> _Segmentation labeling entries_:
§ §

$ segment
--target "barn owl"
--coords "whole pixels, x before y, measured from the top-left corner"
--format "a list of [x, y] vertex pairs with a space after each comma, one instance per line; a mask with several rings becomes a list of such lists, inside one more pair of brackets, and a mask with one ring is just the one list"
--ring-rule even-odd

§ §

> _Job_:
Please lay out each line of the records above as a Markdown table with the columns Row and Line. Number the rows and leave out any blank lines.

> _Task output_:
| Row | Line |
|---|---|
| 1 | $ segment |
| 2 | --target "barn owl" |
| 3 | --coords "whole pixels, x before y, measured from the top-left corner" |
| 4 | --format "a list of [x, y] vertex pairs with a space after each comma, one instance per line; a mask with several rings becomes a list of such lists, inside one more pair of brackets, and a mask with one ring is just the one list" |
| 5 | --ring-rule even-odd |